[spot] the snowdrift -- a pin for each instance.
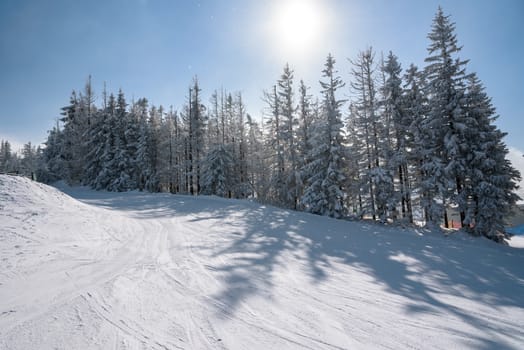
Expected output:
(157, 271)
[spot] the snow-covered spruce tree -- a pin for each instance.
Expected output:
(95, 141)
(52, 156)
(241, 187)
(490, 180)
(108, 170)
(366, 132)
(274, 146)
(256, 172)
(415, 110)
(196, 127)
(304, 130)
(6, 156)
(126, 139)
(288, 130)
(324, 193)
(167, 152)
(76, 119)
(217, 169)
(444, 126)
(398, 123)
(139, 109)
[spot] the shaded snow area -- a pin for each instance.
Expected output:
(158, 271)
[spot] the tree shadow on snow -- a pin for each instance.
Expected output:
(427, 269)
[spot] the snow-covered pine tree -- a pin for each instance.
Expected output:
(444, 126)
(324, 192)
(256, 172)
(398, 123)
(123, 149)
(196, 128)
(490, 179)
(304, 129)
(217, 169)
(52, 157)
(287, 131)
(277, 192)
(108, 169)
(366, 132)
(415, 110)
(142, 153)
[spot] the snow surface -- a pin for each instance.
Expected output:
(157, 271)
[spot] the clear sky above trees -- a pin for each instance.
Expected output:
(154, 48)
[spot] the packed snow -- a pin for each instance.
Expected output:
(100, 270)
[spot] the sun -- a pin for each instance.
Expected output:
(297, 26)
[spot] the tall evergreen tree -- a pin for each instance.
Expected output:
(445, 87)
(324, 193)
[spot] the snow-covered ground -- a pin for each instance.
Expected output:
(157, 271)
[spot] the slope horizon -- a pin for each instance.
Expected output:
(89, 271)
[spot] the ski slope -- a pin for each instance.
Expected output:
(134, 270)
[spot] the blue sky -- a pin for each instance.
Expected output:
(153, 49)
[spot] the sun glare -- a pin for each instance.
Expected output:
(297, 26)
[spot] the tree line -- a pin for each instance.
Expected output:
(408, 146)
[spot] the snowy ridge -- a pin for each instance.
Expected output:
(156, 271)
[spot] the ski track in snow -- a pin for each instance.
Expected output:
(158, 271)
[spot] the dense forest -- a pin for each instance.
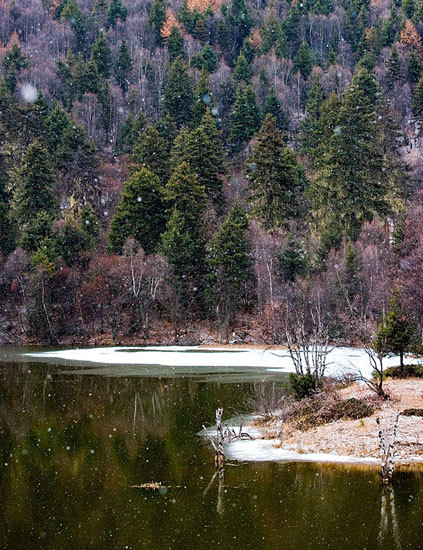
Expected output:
(193, 170)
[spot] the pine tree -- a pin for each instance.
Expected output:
(394, 65)
(417, 105)
(139, 214)
(397, 332)
(116, 11)
(180, 248)
(157, 18)
(352, 185)
(7, 230)
(36, 231)
(101, 55)
(242, 71)
(167, 130)
(276, 178)
(179, 95)
(304, 61)
(207, 59)
(181, 243)
(202, 149)
(229, 263)
(291, 260)
(413, 68)
(57, 122)
(175, 44)
(273, 107)
(311, 127)
(14, 61)
(151, 152)
(245, 118)
(203, 98)
(33, 192)
(184, 194)
(123, 67)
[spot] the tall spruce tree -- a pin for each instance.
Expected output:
(33, 188)
(123, 67)
(398, 331)
(175, 44)
(202, 149)
(229, 265)
(116, 11)
(273, 107)
(352, 185)
(139, 214)
(276, 177)
(151, 152)
(179, 95)
(245, 118)
(101, 54)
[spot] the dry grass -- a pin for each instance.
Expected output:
(359, 437)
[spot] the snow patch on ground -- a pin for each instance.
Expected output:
(264, 450)
(339, 359)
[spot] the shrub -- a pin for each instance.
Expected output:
(409, 371)
(323, 408)
(412, 412)
(304, 385)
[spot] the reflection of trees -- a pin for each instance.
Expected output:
(74, 447)
(388, 519)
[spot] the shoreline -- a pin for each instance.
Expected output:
(343, 441)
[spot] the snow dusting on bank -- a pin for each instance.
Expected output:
(265, 450)
(274, 360)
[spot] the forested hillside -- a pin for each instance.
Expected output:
(186, 170)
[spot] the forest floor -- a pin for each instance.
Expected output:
(348, 440)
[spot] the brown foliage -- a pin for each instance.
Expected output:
(203, 5)
(168, 25)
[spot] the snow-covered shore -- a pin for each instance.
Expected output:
(272, 360)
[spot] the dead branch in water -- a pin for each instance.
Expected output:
(387, 455)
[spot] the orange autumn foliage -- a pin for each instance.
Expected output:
(410, 38)
(203, 5)
(168, 25)
(255, 38)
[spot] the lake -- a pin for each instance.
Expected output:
(75, 438)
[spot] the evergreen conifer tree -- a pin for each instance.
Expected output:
(394, 65)
(123, 67)
(352, 185)
(151, 152)
(102, 55)
(175, 44)
(413, 68)
(304, 61)
(116, 11)
(179, 95)
(242, 71)
(139, 214)
(276, 178)
(184, 194)
(229, 263)
(397, 332)
(273, 107)
(245, 118)
(33, 190)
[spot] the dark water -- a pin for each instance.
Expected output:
(71, 447)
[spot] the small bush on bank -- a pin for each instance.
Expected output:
(304, 385)
(409, 371)
(323, 408)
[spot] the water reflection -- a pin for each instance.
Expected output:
(73, 445)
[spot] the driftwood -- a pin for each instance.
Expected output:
(387, 454)
(155, 486)
(224, 434)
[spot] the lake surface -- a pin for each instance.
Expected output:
(74, 439)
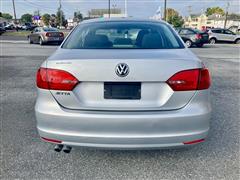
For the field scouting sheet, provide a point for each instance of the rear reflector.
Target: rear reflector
(189, 80)
(52, 140)
(194, 142)
(55, 79)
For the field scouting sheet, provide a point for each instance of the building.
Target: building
(97, 13)
(202, 21)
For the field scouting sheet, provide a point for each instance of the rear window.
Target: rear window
(50, 29)
(123, 35)
(198, 31)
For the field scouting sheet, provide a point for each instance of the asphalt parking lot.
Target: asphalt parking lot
(25, 156)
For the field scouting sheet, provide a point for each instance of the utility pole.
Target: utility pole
(226, 15)
(125, 9)
(14, 12)
(109, 8)
(165, 10)
(60, 10)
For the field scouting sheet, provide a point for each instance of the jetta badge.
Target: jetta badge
(122, 70)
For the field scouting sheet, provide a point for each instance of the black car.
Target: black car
(193, 37)
(2, 30)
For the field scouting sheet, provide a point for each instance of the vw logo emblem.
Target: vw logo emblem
(122, 70)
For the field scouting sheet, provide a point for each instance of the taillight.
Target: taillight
(189, 80)
(48, 34)
(55, 79)
(198, 36)
(204, 81)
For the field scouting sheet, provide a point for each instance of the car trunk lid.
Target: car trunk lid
(150, 69)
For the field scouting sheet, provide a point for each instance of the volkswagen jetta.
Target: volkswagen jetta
(121, 83)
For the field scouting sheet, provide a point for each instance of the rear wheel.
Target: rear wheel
(237, 41)
(188, 43)
(212, 41)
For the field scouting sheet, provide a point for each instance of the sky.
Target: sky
(136, 8)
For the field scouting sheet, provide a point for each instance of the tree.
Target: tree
(46, 19)
(53, 20)
(60, 17)
(6, 16)
(78, 16)
(234, 16)
(174, 18)
(214, 10)
(25, 18)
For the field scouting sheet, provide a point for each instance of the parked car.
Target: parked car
(44, 35)
(193, 36)
(10, 27)
(2, 30)
(104, 87)
(28, 26)
(223, 35)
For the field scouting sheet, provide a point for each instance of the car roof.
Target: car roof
(105, 20)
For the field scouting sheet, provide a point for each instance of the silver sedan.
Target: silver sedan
(44, 35)
(122, 83)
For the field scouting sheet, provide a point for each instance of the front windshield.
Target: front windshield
(123, 35)
(50, 29)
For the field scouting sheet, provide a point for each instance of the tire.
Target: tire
(212, 41)
(29, 40)
(199, 45)
(41, 41)
(188, 43)
(237, 41)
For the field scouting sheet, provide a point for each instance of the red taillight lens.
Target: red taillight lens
(189, 80)
(55, 79)
(198, 36)
(204, 79)
(48, 34)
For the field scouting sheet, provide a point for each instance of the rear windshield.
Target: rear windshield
(50, 29)
(123, 35)
(198, 31)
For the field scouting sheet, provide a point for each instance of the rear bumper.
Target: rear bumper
(129, 130)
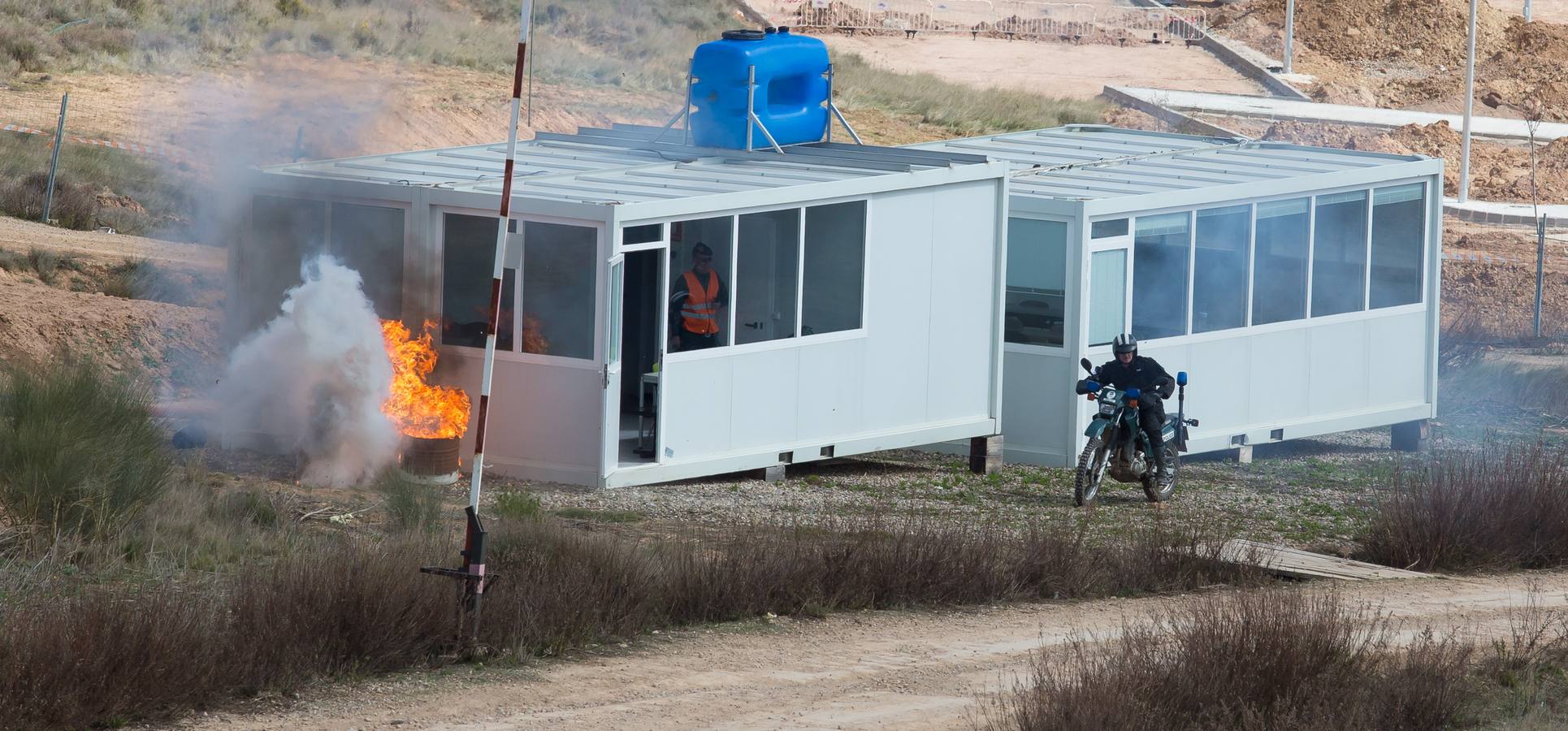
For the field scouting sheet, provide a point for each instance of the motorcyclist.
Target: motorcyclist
(1131, 370)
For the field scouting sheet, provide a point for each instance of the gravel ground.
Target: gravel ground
(1306, 493)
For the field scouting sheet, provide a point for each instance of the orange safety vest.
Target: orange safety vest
(700, 309)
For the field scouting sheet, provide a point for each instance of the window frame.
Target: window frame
(601, 279)
(800, 276)
(1366, 313)
(1068, 301)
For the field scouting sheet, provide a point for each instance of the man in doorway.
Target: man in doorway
(1131, 370)
(696, 303)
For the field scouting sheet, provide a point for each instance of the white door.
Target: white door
(612, 369)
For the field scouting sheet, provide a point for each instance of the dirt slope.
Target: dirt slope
(918, 670)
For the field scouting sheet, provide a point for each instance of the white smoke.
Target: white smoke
(317, 377)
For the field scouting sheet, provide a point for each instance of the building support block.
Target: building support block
(1411, 436)
(985, 454)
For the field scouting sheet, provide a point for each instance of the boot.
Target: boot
(1163, 471)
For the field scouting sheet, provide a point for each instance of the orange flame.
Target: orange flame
(416, 407)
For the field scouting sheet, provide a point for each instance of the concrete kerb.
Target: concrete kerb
(1234, 58)
(1176, 119)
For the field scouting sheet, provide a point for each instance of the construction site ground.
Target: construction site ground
(1060, 69)
(918, 670)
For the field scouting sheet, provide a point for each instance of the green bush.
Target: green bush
(409, 504)
(79, 451)
(516, 504)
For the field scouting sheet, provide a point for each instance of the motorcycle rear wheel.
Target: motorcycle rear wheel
(1092, 471)
(1151, 483)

=== Task to carry out ===
From the "of the motorcyclist." line to the close of the listing, restate each line word for word.

=== Solved problem ===
For the field scouting sheet, provide a point for each instance of the motorcyclist.
Target: motorcyclist
(1131, 370)
For the field scouting sheet, provide a point for each instance of the gravel ground.
Target: gravel ground
(1306, 493)
For the field scouting sheet, provide a point for each instance of the orange safety vest.
Target: orange safety vest
(700, 309)
For the field scouting sheet, provide a point for each instance of the window frame.
Target: window frame
(601, 279)
(800, 276)
(1366, 313)
(1068, 301)
For the field scouting sheet, provide a point for each instance of the man in doorway.
Target: man in doorway
(1131, 370)
(696, 303)
For the field scouting sheet, provide a point for each instance of the white door.
Target: white door
(612, 369)
For the field scouting sheet, provide a point for each instance of the dirt slope.
Target: dirt slope
(918, 670)
For the field scouting sheet, provide a point for each instance of the white smoke.
Target: white smoke
(317, 377)
For the field scouting sheet, provide a point for each instance of the building support block.
Target: building support block
(1411, 436)
(985, 454)
For the field scouting sheet, provide a point for each instance of the boot.
Target: boot
(1163, 471)
For the field scouting sheet, provide a point for each instance of the orange flame.
Target: orange flame
(416, 407)
For the field scouting sheet, provide a point for each instance of the concrete kerb.
Target: concrete kerb
(1234, 58)
(1176, 119)
For the field scouting sheet, provide a point for each instance of the construction site ground.
Target: construction site ground
(1060, 69)
(918, 670)
For the field scouting sheet, provide a point for each instance of the green bush.
Target: green bush
(409, 504)
(79, 451)
(516, 504)
For the field scouting sheet, provide a point for each instance of the motorcycle rear wheel.
Target: motorcycle rear wheel
(1092, 471)
(1151, 483)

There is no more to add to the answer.